WHAT YOU WILL DO:
Could you write out the listing below again, request included, with the picture left out? Multiply each coordinate in the answer points by 0.4 and round to whole numbers, halves going up, but keep the sample point in the request's format unchanged.

RECORD SET:
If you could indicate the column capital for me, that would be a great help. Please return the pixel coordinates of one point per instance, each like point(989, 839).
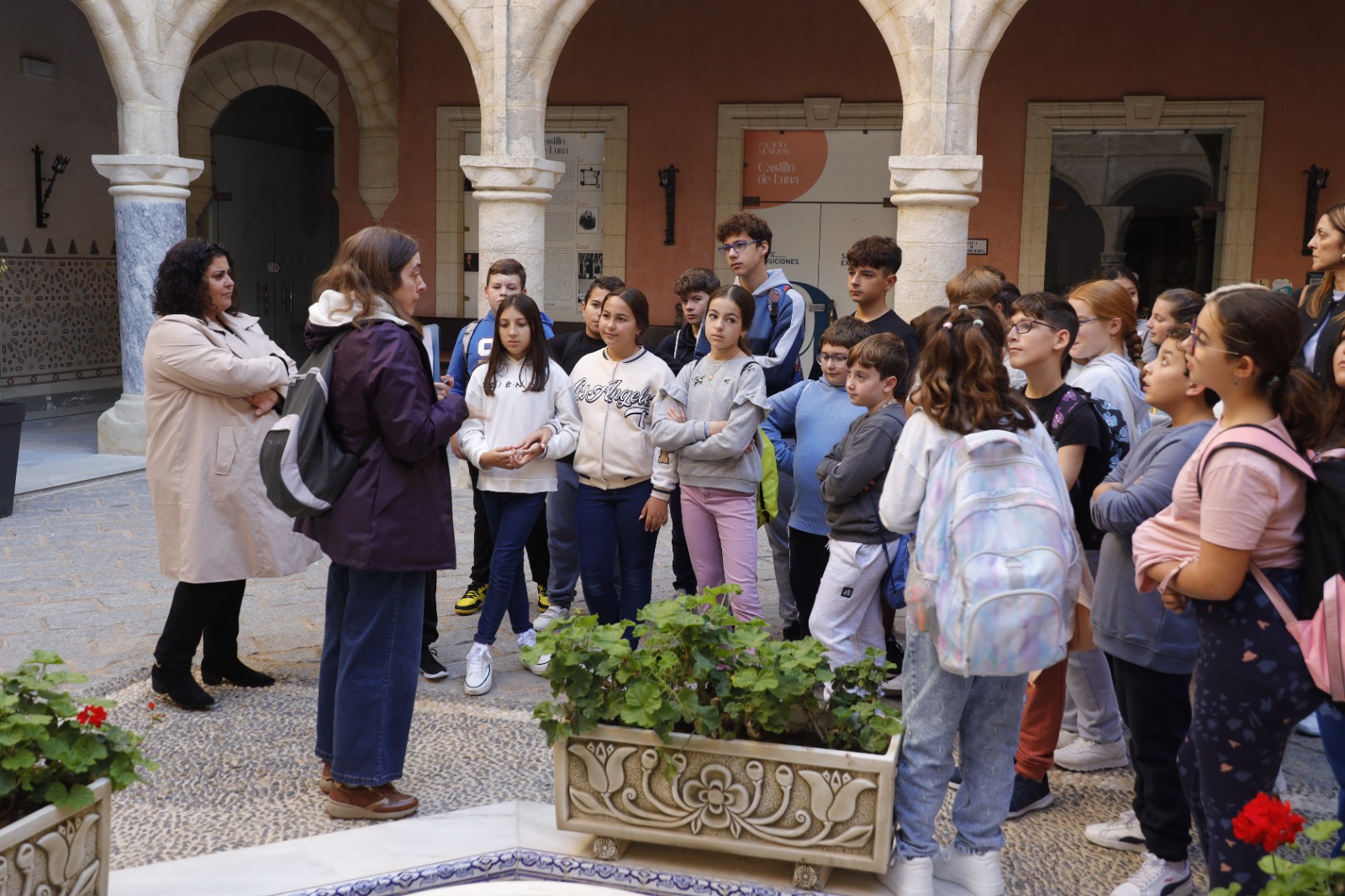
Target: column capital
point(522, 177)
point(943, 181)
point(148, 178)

RESPONSE TO THE EXERCISE:
If you could indicate the column capital for me, that would be a great help. Please return the pixel coordinates of one point per instance, each like point(989, 839).
Target: column capital
point(209, 71)
point(377, 72)
point(59, 71)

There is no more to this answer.